GOAL
Rescale the lines starting at the one that has "[locate] the bmw windshield" and running through the end of the lines. Write them all out again, requests included, with every coordinate in the answers multiplied by 1.9 and rounded to a whole number (halves round up).

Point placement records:
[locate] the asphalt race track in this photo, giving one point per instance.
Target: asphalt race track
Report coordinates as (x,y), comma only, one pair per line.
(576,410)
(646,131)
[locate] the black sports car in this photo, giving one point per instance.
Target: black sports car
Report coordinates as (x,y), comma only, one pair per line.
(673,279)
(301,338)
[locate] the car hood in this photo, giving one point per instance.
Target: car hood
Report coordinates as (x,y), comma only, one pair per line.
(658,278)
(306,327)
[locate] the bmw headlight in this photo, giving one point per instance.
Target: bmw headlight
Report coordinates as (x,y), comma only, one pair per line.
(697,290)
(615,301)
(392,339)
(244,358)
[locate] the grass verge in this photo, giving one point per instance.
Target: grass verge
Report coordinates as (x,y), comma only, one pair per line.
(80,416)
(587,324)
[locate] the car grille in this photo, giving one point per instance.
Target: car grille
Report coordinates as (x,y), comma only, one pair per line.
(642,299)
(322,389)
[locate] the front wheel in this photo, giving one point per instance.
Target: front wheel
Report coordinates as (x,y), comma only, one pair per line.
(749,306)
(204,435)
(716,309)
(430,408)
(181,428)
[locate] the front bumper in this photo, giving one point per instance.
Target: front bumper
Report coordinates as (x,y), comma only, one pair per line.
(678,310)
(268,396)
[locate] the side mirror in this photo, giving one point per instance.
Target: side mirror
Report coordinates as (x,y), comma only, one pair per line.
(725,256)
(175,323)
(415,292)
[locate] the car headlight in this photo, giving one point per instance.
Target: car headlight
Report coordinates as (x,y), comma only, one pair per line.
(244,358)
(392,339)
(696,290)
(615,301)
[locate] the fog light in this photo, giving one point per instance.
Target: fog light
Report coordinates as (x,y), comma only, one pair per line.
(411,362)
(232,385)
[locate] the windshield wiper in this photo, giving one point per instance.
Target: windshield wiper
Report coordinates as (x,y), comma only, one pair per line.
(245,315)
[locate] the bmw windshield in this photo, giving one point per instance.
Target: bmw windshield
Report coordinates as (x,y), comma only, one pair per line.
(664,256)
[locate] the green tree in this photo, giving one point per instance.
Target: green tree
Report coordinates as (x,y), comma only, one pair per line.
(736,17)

TASK ANSWER
[locate] the bmw windshield in this photo, giving one point per instance.
Target: bmw windshield
Report coordinates as (x,y), comma only, one pair per line.
(1262,486)
[locate] the green tree in this photo, giving one point per instance.
Target: green tree
Report coordinates as (x,y), comma only, one pair per line.
(1398,32)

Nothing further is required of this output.